SELECTED EXTRACT:

- - - - -

The description described above is only for illustration of some preferred examples of the present disclosure and the technical principles used. It should be understood by those skilled in the art that the scope of the invention involved in the examples of the present disclosure is not limited to the technical solution formed by a specific combination of the technical features described above, and should also cover other technical solutions formed by any combination of the technical features described above or equivalent features of the features without departing from the inventive concept described above, for example, the technical solution formed by mutually replacing the features described above with the technical features (but not limited to) having similar functions disclosed in the examples of the present disclosure.

Claims
  • 1. A method for training an item copy-writing generation network, comprising: obtaining item description information of each item in an item set, wherein the item description information comprises: title information of the item, attribute information of the item, and at least one piece of comment information on the item;carrying out data preprocessing on an item description information set corresponding to the item set, to obtain a processed item description information set;training an initial first item copy-writing generation network, to obtain a trained first item copy-writing generation network, wherein a training sample corresponding to the initial first item copy-writing generation network comprises: item description information in the processed item description information set and an item copy-writing corresponding to the item description information, wherein the item copy-writing is pre-written; andwith the title information and the attribute information of each piece of item description information in the processed item description information set and the item copy-writing corresponding to each piece of item description information as a training sample for an initial second item copy-writing generation network, training, according to the trained first item copy-writing generation network, the initial second item copy-writing generation network through a knowledge distillation method, to obtain a trained second item copy-writing generation network.

- - - - -

DATASET:

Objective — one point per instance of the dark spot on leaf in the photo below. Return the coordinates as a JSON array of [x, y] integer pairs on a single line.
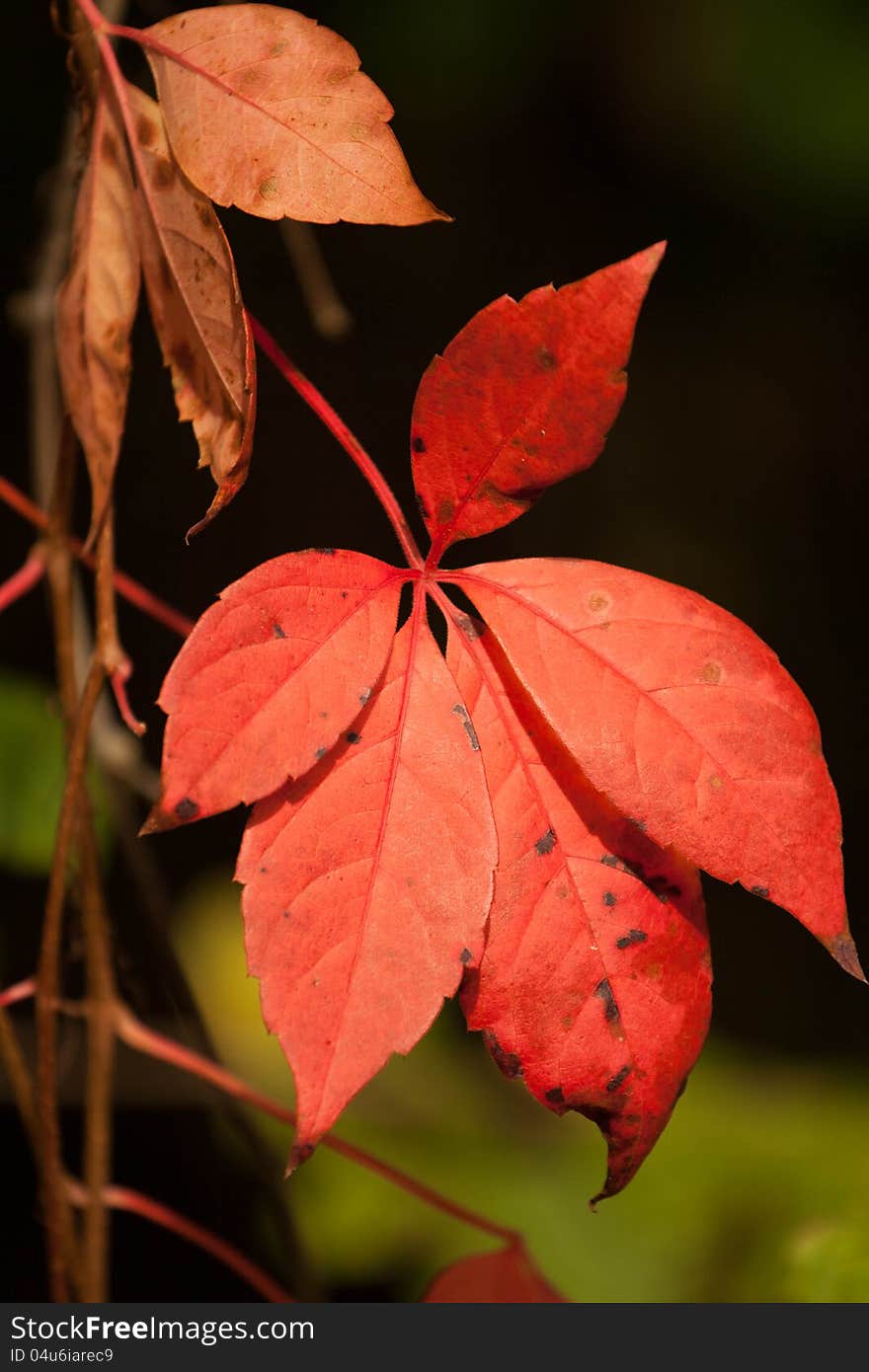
[[619, 1077], [470, 627], [604, 992], [630, 938], [509, 1062], [465, 724]]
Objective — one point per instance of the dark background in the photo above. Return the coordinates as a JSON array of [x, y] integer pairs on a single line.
[[562, 136]]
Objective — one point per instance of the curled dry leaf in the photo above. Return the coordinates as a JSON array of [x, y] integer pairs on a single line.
[[196, 305], [523, 397], [97, 303], [271, 676], [685, 721], [594, 984], [503, 1277], [366, 885], [270, 112]]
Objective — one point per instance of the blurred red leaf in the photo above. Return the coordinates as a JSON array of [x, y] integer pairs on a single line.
[[503, 1277], [523, 397], [270, 112]]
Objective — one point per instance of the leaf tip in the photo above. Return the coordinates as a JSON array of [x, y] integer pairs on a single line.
[[841, 949], [299, 1153]]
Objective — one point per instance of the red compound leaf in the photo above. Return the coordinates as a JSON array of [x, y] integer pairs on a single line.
[[594, 984], [271, 676]]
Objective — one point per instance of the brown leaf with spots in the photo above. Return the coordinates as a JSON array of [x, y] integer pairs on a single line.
[[366, 885], [503, 1277], [97, 302], [270, 112], [196, 305], [684, 720]]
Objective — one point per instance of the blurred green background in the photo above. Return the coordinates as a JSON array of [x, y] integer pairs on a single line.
[[562, 136]]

- - - - -

EXERCISES TO COMPLETE:
(a) According to claim 1 of the patent excerpt, what three kinds of information make up the item description information?
(b) Reproduce the part of the patent excerpt starting with "The description described" and going on through "the present disclosure.".
The listing is separate material, apart from the patent excerpt.

WORKED ANSWERS:
(a) Title information of the item, attribute information of the item, and at least one piece of comment information on the item.

(b)
The description described above is only for illustration of some preferred examples of the present disclosure and the technical principles used. It should be understood by those skilled in the art that the scope of the invention involved in the examples of the present disclosure is not limited to the technical solution formed by a specific combination of the technical features described above, and should also cover other technical solutions formed by any combination of the technical features described above or equivalent features of the features without departing from the inventive concept described above, for example, the technical solution formed by mutually replacing the features described above with the technical features (but not limited to) having similar functions disclosed in the examples of the present disclosure.